## WHAT YOU NEED TO DO:
Rewrite the lines of every entry below with each "query" changed to "prompt" and nothing else altered, omitting the pictures.

## GIVEN DATA:

* start *

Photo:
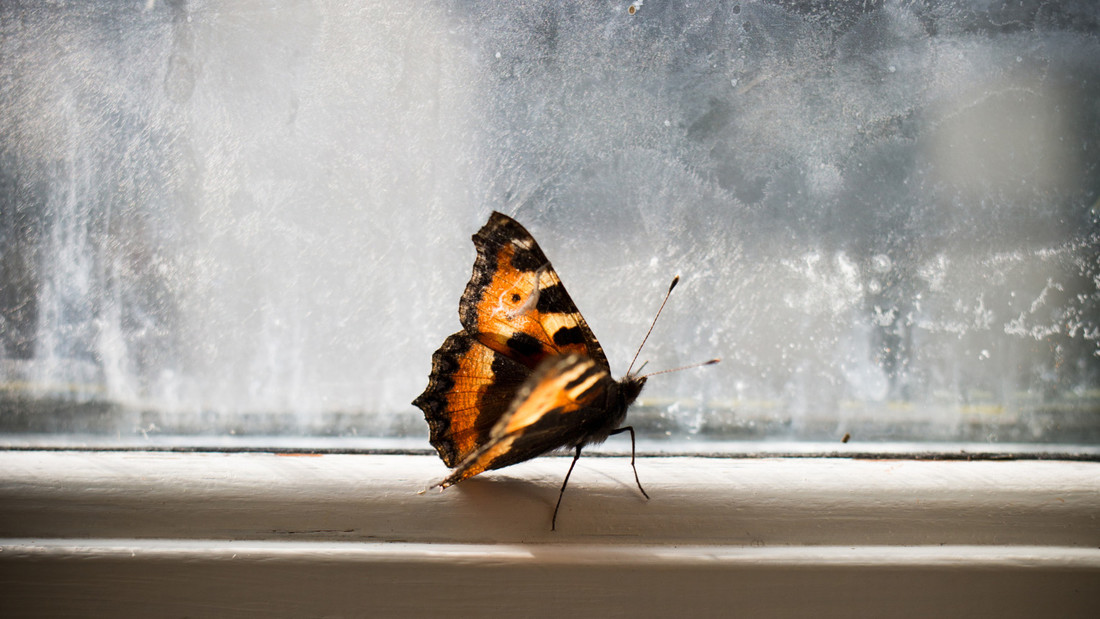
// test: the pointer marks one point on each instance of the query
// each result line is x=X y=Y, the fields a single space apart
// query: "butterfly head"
x=629 y=387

* end *

## TASK RESULT:
Photo:
// test: the pointer marks one point on each instance of the prompt
// each result line is x=X y=Y, the fields a single space apart
// prompt: "butterfly head"
x=629 y=387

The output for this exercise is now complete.